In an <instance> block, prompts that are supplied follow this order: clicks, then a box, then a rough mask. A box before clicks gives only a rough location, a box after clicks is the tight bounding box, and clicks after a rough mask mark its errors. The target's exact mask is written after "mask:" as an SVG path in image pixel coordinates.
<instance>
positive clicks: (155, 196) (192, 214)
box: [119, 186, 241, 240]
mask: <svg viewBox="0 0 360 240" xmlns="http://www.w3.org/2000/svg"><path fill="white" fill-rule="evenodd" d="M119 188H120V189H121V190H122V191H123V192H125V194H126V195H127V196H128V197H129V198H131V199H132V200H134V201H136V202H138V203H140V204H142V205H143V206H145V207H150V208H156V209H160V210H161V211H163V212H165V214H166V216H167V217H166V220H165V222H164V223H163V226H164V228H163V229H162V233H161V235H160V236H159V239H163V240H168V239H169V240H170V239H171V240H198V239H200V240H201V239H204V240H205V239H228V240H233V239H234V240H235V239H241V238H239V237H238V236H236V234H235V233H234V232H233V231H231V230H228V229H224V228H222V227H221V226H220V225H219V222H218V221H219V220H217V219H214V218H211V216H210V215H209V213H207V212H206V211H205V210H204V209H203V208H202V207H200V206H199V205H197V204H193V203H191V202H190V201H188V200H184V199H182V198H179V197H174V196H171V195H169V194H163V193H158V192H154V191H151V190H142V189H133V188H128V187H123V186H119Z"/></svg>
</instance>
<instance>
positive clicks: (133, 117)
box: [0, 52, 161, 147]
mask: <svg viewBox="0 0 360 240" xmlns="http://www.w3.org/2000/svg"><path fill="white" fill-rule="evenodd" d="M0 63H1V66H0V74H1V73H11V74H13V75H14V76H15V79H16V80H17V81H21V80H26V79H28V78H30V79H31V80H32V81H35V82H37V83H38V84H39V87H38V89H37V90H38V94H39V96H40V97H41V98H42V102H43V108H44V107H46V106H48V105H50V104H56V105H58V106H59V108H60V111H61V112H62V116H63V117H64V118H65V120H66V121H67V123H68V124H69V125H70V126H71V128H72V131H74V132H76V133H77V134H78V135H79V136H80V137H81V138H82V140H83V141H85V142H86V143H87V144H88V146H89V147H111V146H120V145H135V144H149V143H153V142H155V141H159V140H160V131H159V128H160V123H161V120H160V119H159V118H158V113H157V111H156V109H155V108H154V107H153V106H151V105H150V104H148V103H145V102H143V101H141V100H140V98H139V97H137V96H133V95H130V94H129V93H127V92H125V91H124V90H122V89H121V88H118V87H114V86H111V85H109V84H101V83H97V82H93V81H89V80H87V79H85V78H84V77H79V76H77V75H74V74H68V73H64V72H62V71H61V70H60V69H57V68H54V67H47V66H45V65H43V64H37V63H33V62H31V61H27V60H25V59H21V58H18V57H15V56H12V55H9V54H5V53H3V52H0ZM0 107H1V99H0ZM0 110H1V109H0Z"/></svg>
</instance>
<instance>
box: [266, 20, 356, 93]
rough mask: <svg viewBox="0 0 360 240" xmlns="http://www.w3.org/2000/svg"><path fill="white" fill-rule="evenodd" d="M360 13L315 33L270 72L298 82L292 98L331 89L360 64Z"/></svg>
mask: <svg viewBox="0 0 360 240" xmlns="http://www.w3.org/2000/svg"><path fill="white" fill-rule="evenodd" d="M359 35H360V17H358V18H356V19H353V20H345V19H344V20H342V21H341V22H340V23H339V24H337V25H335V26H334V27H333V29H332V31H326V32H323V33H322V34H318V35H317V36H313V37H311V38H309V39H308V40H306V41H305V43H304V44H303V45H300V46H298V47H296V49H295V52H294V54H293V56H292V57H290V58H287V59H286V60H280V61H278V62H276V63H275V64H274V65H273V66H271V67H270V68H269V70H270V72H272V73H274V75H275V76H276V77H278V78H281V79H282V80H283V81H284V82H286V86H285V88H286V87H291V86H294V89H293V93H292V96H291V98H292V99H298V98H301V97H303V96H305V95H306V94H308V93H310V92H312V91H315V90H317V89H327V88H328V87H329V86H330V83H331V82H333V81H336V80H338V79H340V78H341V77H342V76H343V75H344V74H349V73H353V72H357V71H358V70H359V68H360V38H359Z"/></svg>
_ _ _ _ _ _ _
Rewrite the lines of the data above as a Markdown table with the columns "Row" and "Line". Put a row number in the first column and the line in the second, and skip any blank lines.

TASK OUTPUT:
| Row | Line |
|---|---|
| 1 | In an <instance> block, prompts that are supplied follow this order: clicks, then a box, then a rough mask. A box before clicks gives only a rough location, a box after clicks is the tight bounding box, and clicks after a rough mask mark its errors. The target's exact mask is written after "mask:" as an SVG path in image pixel coordinates. |
| 2 | <instance> |
| 3 | positive clicks: (155, 196) (192, 214) |
| 4 | box: [119, 186, 241, 240] |
| 5 | mask: <svg viewBox="0 0 360 240" xmlns="http://www.w3.org/2000/svg"><path fill="white" fill-rule="evenodd" d="M119 188H120V189H121V190H122V191H123V192H125V194H126V195H127V196H128V197H129V198H131V199H132V200H134V201H136V202H138V203H140V204H142V205H143V206H145V207H150V208H156V209H160V210H161V211H163V212H165V214H166V216H167V217H166V220H165V222H164V223H163V226H164V228H163V229H162V233H161V235H160V236H159V239H163V240H168V239H169V240H170V239H171V240H198V239H200V240H201V239H204V240H205V239H228V240H233V239H234V240H235V239H241V238H239V237H238V236H236V234H235V233H234V232H233V231H231V230H228V229H224V228H222V227H221V226H220V225H219V222H218V221H219V220H217V219H214V218H211V216H210V215H209V213H207V212H206V211H205V210H204V209H203V208H202V207H200V206H199V205H197V204H193V203H191V202H190V201H188V200H184V199H182V198H179V197H174V196H171V195H169V194H163V193H158V192H154V191H151V190H142V189H133V188H128V187H123V186H119Z"/></svg> |
| 6 | </instance> |
| 7 | <instance> |
| 8 | positive clicks: (133, 117) |
| 9 | box: [0, 52, 161, 147] |
| 10 | mask: <svg viewBox="0 0 360 240" xmlns="http://www.w3.org/2000/svg"><path fill="white" fill-rule="evenodd" d="M0 63H1V66H0V74H1V73H11V74H13V75H14V76H15V79H16V80H17V81H21V80H26V79H28V78H30V79H31V80H32V81H35V82H37V83H38V84H39V87H38V89H37V90H38V94H39V96H40V97H41V98H42V102H43V108H44V107H46V106H48V105H50V104H56V105H58V106H59V108H60V111H61V112H62V116H63V117H64V118H65V120H66V121H67V123H68V124H69V125H70V126H71V128H72V131H74V132H76V133H77V134H78V135H79V136H80V137H81V138H82V140H83V141H85V142H86V143H87V144H88V146H89V147H111V146H120V145H135V144H149V143H153V142H155V141H159V140H160V131H159V128H160V123H161V120H160V119H159V118H158V113H157V111H156V109H155V108H154V107H153V106H151V105H150V104H148V103H145V102H143V101H141V100H140V98H139V97H137V96H133V95H130V94H129V93H127V92H125V91H124V90H122V89H121V88H118V87H114V86H111V85H109V84H101V83H97V82H93V81H89V80H87V79H85V78H84V77H79V76H77V75H74V74H68V73H64V72H62V71H61V70H60V69H57V68H54V67H47V66H45V65H43V64H37V63H33V62H31V61H27V60H25V59H21V58H18V57H15V56H12V55H9V54H5V53H3V52H0ZM0 107H1V99H0ZM0 110H1V109H0Z"/></svg> |
| 11 | </instance> |
| 12 | <instance> |
| 13 | box: [266, 20, 356, 93] |
| 14 | rough mask: <svg viewBox="0 0 360 240" xmlns="http://www.w3.org/2000/svg"><path fill="white" fill-rule="evenodd" d="M360 13L315 33L270 72L298 82L292 98L331 89L360 64Z"/></svg> |
| 15 | mask: <svg viewBox="0 0 360 240" xmlns="http://www.w3.org/2000/svg"><path fill="white" fill-rule="evenodd" d="M359 35H360V17H358V18H356V19H353V20H345V19H344V20H342V21H341V22H340V23H339V24H337V25H335V26H334V27H333V29H332V31H326V32H323V33H322V34H318V35H317V36H313V37H311V38H309V39H308V40H306V41H305V43H304V44H303V45H300V46H298V47H296V49H295V52H294V54H293V56H292V57H290V58H287V59H286V60H280V61H278V62H276V63H275V64H274V65H273V66H271V67H270V68H269V70H270V72H272V73H274V75H275V76H276V77H278V78H281V79H282V80H283V81H284V82H286V86H285V88H286V87H291V86H294V89H293V93H292V96H291V98H292V99H298V98H301V97H303V96H305V95H306V94H308V93H310V92H312V91H315V90H317V89H327V88H328V87H329V86H330V83H331V82H333V81H336V80H338V79H340V78H341V77H342V76H343V75H344V74H349V73H353V72H357V71H358V70H359V68H360V38H359Z"/></svg> |